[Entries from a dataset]
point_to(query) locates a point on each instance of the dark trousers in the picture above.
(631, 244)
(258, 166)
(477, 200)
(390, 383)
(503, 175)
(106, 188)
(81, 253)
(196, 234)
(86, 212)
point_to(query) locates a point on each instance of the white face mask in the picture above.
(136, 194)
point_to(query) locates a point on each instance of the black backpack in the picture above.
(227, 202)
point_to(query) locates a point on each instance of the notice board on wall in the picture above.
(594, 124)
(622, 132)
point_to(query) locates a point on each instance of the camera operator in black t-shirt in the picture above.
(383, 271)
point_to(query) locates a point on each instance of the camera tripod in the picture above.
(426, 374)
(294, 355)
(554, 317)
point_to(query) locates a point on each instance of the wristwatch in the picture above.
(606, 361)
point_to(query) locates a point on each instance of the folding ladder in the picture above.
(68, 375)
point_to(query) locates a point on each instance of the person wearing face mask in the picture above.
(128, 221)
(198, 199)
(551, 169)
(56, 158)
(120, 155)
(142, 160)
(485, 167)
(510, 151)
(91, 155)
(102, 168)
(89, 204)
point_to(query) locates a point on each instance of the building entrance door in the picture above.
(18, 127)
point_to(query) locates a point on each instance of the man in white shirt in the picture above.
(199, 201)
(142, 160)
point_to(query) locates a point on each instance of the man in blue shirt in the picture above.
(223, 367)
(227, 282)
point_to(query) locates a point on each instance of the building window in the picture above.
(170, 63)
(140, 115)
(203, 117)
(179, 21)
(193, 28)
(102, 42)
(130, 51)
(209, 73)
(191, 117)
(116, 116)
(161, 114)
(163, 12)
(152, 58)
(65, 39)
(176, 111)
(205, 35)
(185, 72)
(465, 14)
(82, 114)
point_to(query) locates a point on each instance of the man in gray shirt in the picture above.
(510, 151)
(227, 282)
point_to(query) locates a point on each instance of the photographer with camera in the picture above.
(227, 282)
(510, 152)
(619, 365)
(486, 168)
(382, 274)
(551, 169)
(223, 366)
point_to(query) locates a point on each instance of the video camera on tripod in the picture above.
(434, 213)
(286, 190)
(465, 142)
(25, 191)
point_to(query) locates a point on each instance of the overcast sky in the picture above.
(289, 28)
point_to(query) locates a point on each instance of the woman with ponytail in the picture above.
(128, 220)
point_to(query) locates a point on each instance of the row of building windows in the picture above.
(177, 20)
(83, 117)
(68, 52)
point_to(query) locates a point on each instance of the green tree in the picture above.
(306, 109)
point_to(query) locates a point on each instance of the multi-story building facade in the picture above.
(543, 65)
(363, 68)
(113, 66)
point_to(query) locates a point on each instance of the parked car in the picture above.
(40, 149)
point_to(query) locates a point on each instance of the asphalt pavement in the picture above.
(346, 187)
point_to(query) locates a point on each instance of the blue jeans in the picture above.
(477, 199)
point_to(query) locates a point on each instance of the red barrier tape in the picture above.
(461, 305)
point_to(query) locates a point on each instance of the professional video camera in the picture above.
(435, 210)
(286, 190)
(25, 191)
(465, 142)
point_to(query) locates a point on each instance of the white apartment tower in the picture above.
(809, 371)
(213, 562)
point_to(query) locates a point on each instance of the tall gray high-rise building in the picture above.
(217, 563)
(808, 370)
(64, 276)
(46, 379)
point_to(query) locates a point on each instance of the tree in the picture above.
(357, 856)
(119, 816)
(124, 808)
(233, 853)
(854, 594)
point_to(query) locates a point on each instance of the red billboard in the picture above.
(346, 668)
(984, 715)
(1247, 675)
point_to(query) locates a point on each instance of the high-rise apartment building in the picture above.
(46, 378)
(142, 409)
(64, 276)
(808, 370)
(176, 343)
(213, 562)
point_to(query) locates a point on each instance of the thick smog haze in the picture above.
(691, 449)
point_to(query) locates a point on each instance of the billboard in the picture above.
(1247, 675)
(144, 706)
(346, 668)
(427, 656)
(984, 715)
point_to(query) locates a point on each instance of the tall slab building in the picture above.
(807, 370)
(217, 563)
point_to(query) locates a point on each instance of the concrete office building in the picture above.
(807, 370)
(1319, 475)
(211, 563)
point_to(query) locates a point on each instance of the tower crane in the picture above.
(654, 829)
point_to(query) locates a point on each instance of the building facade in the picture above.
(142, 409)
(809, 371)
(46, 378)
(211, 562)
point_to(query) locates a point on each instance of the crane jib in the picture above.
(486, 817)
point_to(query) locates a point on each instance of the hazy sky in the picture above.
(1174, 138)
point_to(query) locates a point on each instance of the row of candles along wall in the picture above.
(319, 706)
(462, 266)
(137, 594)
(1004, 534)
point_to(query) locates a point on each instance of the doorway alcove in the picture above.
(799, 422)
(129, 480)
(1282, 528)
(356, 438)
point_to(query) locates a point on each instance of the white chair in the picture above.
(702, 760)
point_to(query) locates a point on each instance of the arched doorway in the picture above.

> **What is being asked**
All of the lines above need to be given again exactly.

> **Answer to the problem**
point_to(query) locates a point on each instance of the dark trousers in the picture above.
(631, 244)
(258, 166)
(477, 200)
(390, 383)
(503, 175)
(106, 188)
(81, 253)
(196, 234)
(86, 212)
point_to(query) locates a point on each instance of the white face mask in the picture above.
(136, 194)
point_to(query) locates a point on each instance of the black backpack in the picture above.
(227, 202)
point_to(query) locates a point on each instance of the notice board on wall in the picture above.
(594, 124)
(622, 132)
point_to(query) locates a point on each instance of the camera operator in black t-shirt in the picture above.
(383, 271)
point_to(query) locates a point on each instance of the camera tripod in the picture above.
(426, 374)
(294, 355)
(554, 317)
point_to(query) locates a point on each instance of the wristwatch in the picture above.
(606, 361)
point_to(query) locates a point on each instance of the folding ladder in the picture above.
(68, 375)
point_to(query) locates a point on each instance of the person wearing face mask in the picture above.
(128, 221)
(198, 199)
(551, 169)
(56, 158)
(120, 155)
(142, 160)
(485, 167)
(510, 151)
(91, 155)
(102, 168)
(89, 204)
point_to(query) locates a point on each instance of the building entrance door in the picture above.
(18, 127)
point_to(query) locates a point on each instance of the man in white shirt in the picture above.
(199, 201)
(142, 160)
point_to(query) locates a point on each instance of the man in blue shirt in the picture above.
(223, 367)
(227, 282)
point_to(query) locates a point on each instance of the building window in the picture above.
(170, 63)
(140, 115)
(203, 117)
(179, 21)
(193, 28)
(102, 42)
(130, 51)
(209, 73)
(191, 117)
(116, 116)
(161, 114)
(163, 12)
(152, 58)
(65, 39)
(176, 111)
(205, 35)
(185, 72)
(465, 14)
(82, 114)
point_to(query) locates a point on each instance of the man in gray shirt in the picture above.
(510, 151)
(227, 282)
point_to(query) locates a point on each instance of the photographer with camera in the picture above.
(227, 282)
(510, 152)
(619, 365)
(486, 168)
(382, 274)
(551, 169)
(223, 366)
point_to(query) locates a point on each instance of the video camera on tripod in the picture above.
(434, 213)
(286, 190)
(465, 142)
(25, 191)
point_to(query) locates a point on each instance of the overcast sky in the picture above.
(289, 28)
point_to(query) locates a point on each instance of the woman with ponytail in the picture above.
(128, 220)
point_to(query) locates a point on each instance of the row of building windows in the picture above.
(177, 20)
(83, 117)
(68, 52)
point_to(query) locates a point on each instance of the green tree in the picture above.
(306, 109)
point_to(query) locates a point on each instance of the multi-story building facade in the picture above.
(543, 65)
(363, 68)
(113, 66)
point_to(query) locates a point on each instance of the parked car in the picture above.
(40, 149)
point_to(query) locates a point on each instance of the asphalt pavement in the picture above.
(346, 187)
point_to(query) locates a point on each instance of the blue jeans in the picture above.
(477, 199)
point_to(query) locates a point on each instance of the red barrier tape in the picture above.
(461, 305)
point_to(query) locates a point on each instance of the professional video camera in the picture above.
(435, 210)
(286, 190)
(25, 191)
(465, 142)
point_to(query) locates a point on each instance of the white apartment tower in the picture above.
(809, 371)
(213, 562)
point_to(query) locates a point on each instance of the tall gray high-rise building in the picture above.
(217, 563)
(808, 370)
(64, 276)
(46, 379)
point_to(query) locates a point on each instance of the tree in the picture above.
(357, 856)
(119, 816)
(124, 808)
(233, 853)
(854, 594)
point_to(query) locates a point on each instance of the red billboard in the picture above.
(346, 668)
(984, 715)
(1247, 675)
point_to(query) locates a point on each instance of the high-rise apartment building in the picture above.
(46, 378)
(142, 409)
(64, 276)
(808, 370)
(176, 343)
(213, 562)
point_to(query) locates a point on each instance of the thick smog haze in the picture above.
(691, 449)
point_to(query) locates a point on each instance of the billboard in the picture above.
(1247, 675)
(144, 706)
(346, 668)
(427, 656)
(984, 715)
point_to(query) locates a point on each instance of the tall slab building in the picture above.
(807, 370)
(217, 563)
point_to(query) locates a point on each instance of the concrete office building in the picture above.
(807, 370)
(1319, 475)
(211, 563)
point_to(query) locates a point on each instance of the tower crane in the picture above.
(654, 829)
point_to(query) locates a point on each instance of the building facade in the picture above.
(142, 409)
(809, 371)
(46, 378)
(211, 562)
point_to(query) locates a point on each instance of the crane jib in the picture above.
(486, 817)
point_to(query) locates a point on each instance of the hazy sky in the picture above.
(1174, 138)
point_to(query) locates a point on each instance of the row of candles along wall in the picture above.
(319, 706)
(462, 266)
(137, 594)
(1004, 534)
point_to(query) locates a point on each instance of the doorway alcove in the picture above.
(799, 422)
(129, 480)
(1282, 528)
(356, 438)
point_to(query) locates a point on each instance of the white chair in the picture above.
(702, 760)
point_to(query) locates a point on each instance of the arched doorway in the picture above.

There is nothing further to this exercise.